CUSIP NO. 74764T107                SCHEDULE 13D                     Page 4 of 11
<PAGE>

     (c)  Not applicable.

     (d)  Pursuant to the Merger Agreement, upon consummation of the Merger, two
current members of the QED Board of Directors will become members of the Board
of Directors of the Surviving Corporation. No other directors on QED's Board of
Directors will continue as directors of either the Surviving Corporation, Merger
Sub or the Reporting Person. In addition, upon consummation of the Merger, it is
anticipated that certain officers of QED will continue to perform management
roles in QED, although they may or may not be QED officers. The individuals who
will continue in these management positions and the offices they will hold has
not been finalized.

     (e)  See the discussion of Merger in Item 3 above.

     (f)  Other than as a result of the Merger described in Item 3 above, not
applicable.

     (g)  At the effective time of the Merger, except as set forth in the Merger
Agreement, the Certificate of Incorporation of QED shall be amended and restated
to be the same in substance as the Certificate of Incorporation of Merger Sub as
in effect immediately prior to the Merger (except that the name of QED shall
remain unchanged), and said amended and restated Certificate of Incorporation
shall be the Certificate of Incorporation of the Surviving Corporation until
thereafter amended. At the effective time of the Merger, except as set forth in
the Merger Agreement, the Bylaws of QED shall be amended and restated to be the
same in substance as the Bylaws of Merger Sub as in effect immediately prior to
the Merger and said amended and restated Bylaws shall be the Bylaws of the
Surviving Corporation until thereafter amended.

     (h)  Upon consummation of the Merger, QED Common Stock will be de-listed
from the Nasdaq Stock Market.

     (i)  Upon consummation of the Merger, QED Common Stock will become eligible
for termination of registration under the Securities Exchange Act of 1934, as
amended (the "ACT"), pursuant to Section 12(g)(4) of the Act.

     (j)  Other than described above, the Reporting Person currently has no plan
or proposal which relate to, or may result in, any of the matters listed in
Items 4(a) - (j) of Schedule 13D (although the Reporting Person reserves the
right to develop such plans or proposals).

§ **Set of tasks**
1/ From the Schedule 13D excerpt, repeat the passage that begins at the words "CUSIP NO. 74764T107" and stops after the words "not been finalized.".
2/ Decide whether each statement agrees with the Schedule 13D excerpt, answering yes or no and quoting the deciding words: (a) Two current QED board members will join the board of the Surviving Corporation. (b) QED's name will change after the Merger. (c) QED Common Stock will stay listed on the Nasdaq Stock Market.

§ **Stored data**

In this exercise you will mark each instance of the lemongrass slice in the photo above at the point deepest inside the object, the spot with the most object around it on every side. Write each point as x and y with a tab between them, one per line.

§ **Results**
1/
CUSIP NO. 74764T107                SCHEDULE 13D                     Page 4 of 11
<PAGE>

     (c)  Not applicable.

     (d)  Pursuant to the Merger Agreement, upon consummation of the Merger, two
current members of the QED Board of Directors will become members of the Board
of Directors of the Surviving Corporation. No other directors on QED's Board of
Directors will continue as directors of either the Surviving Corporation, Merger
Sub or the Reporting Person. In addition, upon consummation of the Merger, it is
anticipated that certain officers of QED will continue to perform management
roles in QED, although they may or may not be QED officers. The individuals who
will continue in these management positions and the offices they will hold has
not been finalized.

2/
(a) Yes: "two current members of the QED Board of Directors will become members of the Board of Directors of the Surviving Corporation"
(b) No: "except that the name of QED shall remain unchanged"
(c) No: "QED Common Stock will be de-listed from the Nasdaq Stock Market"